Task requirements
Extend the forum thread about badge upgrades, starting right after its final line.

My first *Sapphire* badge!  ....and a few other upgrades


----------



## ThE_MaD_ShOt (Jul 31, 2012)

Congrats man


----------



## [Ion] (Aug 3, 2012)

Congrats Norton--don't those just look great!


----------



## Norton (Aug 3, 2012)

[Ion] said:


> Congrats Norton--don't those just look great!



Thanks Bud- but it gonna be a while until I get more of them pretty Blue ones


----------



## T4C Fantasy (Aug 3, 2012)

"thank" or reply to this message if you want your stats posted on my site with links to your badges and even more stats ^.^

link is my sig labeled Grid Stats

if you dont see your name if you thanked my other posts, refresh the page it will load up

would be nice if the stats from the database were updated in real time, but as soon as it does update it automatically updates on my site too ^^


----------



## [Ion] (Aug 6, 2012)

Ruby in C4CW


----------



## agent00skid (Aug 6, 2012)

Had 3 that were 13d+, and wanted to wait for all 3. And it finally came.


----------



## ThE_MaD_ShOt (Aug 13, 2012)

I have received a few more badges since the last time I have posted and a few more are coming soon.


----------



## [Ion] (Aug 13, 2012)

You do have quite the collection of ones that will soon be upgraded 

Nothing new here, just slogging along towards emerald in C4SW.


----------



## [Ion] (Aug 17, 2012)

There has been a sufficient shortage in C4SW WUs that I now have a Bronze badge in SNS


----------



## Jstn7477 (Aug 17, 2012)




----------



## [Ion] (Aug 17, 2012)

All of the green & red badges really look great together!


----------



## Radical_Edward (Aug 17, 2012)

Mine currently.


----------



## Chicken Patty (Aug 17, 2012)

[Ion] said:


> All of the green & red badges really look great together!



Now that you mention that, yes they do. LOL.


----------



## VulkanBros (Aug 17, 2012)

Sapphire is my favorite color  I know - stop bragging


----------



## [Ion] (Aug 21, 2012)

Silver in DSFL:


----------



## Norton (Aug 22, 2012)

*Upgrades* 
A few more Ruby upgrades and finally got that Bronze in CEP 2 upgraded to Silver


----------



## [Ion] (Sep 2, 2012)

Source excerpt
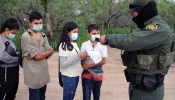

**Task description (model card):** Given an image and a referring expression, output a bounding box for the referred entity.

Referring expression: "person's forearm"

Response to this task
Two new badges (Emerald in C4SW, silver in SN2S):


----------



## [Ion] (Sep 14, 2012)

Gold in DSFL:





Surely _someone_ else has badges to show off?


----------



## AlienIsGOD (Sep 14, 2012)

haven't shown badges for awhile


----------



## Jstn7477 (Sep 14, 2012)

1st Sapphire!


----------



## [Ion] (Sep 14, 2012)

Snazzy! 

And FAAH isn't far from sapphire either!


----------



## Radical_Edward (Sep 15, 2012)




----------



## [Ion] (Sep 24, 2012)

Gold in SN2S:


----------



## popswala (Sep 24, 2012)

What you need for a beta badge? I'm gonna look the order up of the colors. See which ones have changed on me.

Heres mine for now:


----------



## [Ion] (Sep 24, 2012)

popswala said:


> What you need for a beta badge? I'm gonna look the order up of the colors. See which ones have changed on me.
> 
> Heres mine for now:
> 
> http://img.techpowerup.org/120923/WCG badges 92320112.jpg



Same as for everything else.  14 days for bronze, 45 for silver, 90 for gold, 180 for ruby, 1 year for emerald, 2 years for sapphire


----------



## AlienIsGOD (Sep 27, 2012)

Bronze in GO Fight Against Malaria AND Drug Search for Leishmaniasis


----------



## [Ion] (Sep 27, 2012)

AlienIsGOD said:


> Bronze in GO Fight Against Malaria AND Drug Search for Leishmaniasis
> 
> http://img.techpowerup.org/120927/Capture055.png



Way to go!


----------



## [Ion] (Sep 27, 2012)

Gold in GFAM from the latest update:


----------



## [Ion] (Sep 30, 2012)

Ruby in DSFL:


----------



## Norton (Oct 2, 2012)

Upgrades!!! 
A couple more Sapphires and a whole bunch of Emeralds


----------



## [Ion] (Oct 2, 2012)

Don't those emeralds and sapphires just look great? 

You need to get your act together with CEP2--a lowly gold!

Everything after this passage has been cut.